# [Dataset extract]
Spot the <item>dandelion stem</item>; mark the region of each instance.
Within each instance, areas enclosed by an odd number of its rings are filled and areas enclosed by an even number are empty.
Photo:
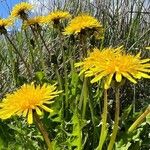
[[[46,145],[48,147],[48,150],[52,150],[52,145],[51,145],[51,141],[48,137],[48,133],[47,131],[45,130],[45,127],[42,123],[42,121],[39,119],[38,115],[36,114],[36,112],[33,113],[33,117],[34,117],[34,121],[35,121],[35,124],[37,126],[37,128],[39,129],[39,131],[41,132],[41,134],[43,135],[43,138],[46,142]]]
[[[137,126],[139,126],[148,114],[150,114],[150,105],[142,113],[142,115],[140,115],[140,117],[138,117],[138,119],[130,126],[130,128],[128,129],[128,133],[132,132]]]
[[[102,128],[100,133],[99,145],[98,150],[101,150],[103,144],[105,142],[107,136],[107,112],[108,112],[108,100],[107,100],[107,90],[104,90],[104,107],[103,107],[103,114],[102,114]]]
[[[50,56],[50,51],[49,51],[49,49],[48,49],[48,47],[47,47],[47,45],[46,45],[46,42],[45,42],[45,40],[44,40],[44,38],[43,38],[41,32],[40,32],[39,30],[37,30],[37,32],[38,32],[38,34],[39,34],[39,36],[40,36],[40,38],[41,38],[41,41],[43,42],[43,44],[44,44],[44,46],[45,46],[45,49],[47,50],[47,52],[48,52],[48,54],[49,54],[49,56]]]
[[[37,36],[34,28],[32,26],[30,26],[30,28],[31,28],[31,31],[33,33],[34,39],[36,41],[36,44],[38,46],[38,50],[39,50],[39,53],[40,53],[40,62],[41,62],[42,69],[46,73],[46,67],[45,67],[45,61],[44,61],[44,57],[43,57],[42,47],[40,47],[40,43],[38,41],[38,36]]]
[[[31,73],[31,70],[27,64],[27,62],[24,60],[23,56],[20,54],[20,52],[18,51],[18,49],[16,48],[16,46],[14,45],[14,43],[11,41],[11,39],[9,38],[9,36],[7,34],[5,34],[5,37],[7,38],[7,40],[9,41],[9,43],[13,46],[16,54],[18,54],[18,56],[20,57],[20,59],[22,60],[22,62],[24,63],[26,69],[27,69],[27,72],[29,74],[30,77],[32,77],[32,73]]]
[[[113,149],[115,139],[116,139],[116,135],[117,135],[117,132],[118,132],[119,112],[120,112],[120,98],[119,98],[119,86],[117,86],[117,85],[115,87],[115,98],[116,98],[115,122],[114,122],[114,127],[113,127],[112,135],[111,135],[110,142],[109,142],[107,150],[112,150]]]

---

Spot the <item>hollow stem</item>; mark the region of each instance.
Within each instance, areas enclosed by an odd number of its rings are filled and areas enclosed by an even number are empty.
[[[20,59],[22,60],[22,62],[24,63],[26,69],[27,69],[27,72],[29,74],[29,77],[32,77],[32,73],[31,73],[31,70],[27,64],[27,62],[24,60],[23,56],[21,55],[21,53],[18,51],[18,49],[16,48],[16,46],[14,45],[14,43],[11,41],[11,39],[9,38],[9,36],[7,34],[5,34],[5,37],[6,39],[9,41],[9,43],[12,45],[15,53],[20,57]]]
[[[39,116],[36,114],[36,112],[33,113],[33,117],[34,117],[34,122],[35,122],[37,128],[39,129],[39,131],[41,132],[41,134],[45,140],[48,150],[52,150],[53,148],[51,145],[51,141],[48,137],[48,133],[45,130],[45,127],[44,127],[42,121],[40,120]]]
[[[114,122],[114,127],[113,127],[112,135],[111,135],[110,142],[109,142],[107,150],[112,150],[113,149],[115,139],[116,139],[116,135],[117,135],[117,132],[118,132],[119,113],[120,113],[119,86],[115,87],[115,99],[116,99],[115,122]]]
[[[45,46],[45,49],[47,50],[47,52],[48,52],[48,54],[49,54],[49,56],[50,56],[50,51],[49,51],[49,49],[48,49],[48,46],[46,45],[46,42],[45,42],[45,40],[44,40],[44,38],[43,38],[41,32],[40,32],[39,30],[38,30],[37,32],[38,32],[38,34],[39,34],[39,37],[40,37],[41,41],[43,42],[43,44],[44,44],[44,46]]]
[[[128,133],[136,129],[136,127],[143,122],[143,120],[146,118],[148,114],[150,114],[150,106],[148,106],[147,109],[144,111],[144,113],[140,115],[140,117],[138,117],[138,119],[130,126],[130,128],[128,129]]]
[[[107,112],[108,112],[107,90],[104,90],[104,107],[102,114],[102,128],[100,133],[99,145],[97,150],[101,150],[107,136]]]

# [Task objective]
Pick out every line in the listing above that contains the word "Spot", and copy each of those lines.

# [The solution]
Spot the <item>dandelion stem</item>; mark the region of each instance.
Spot the <item>hollow stem</item>; mark the region of each instance.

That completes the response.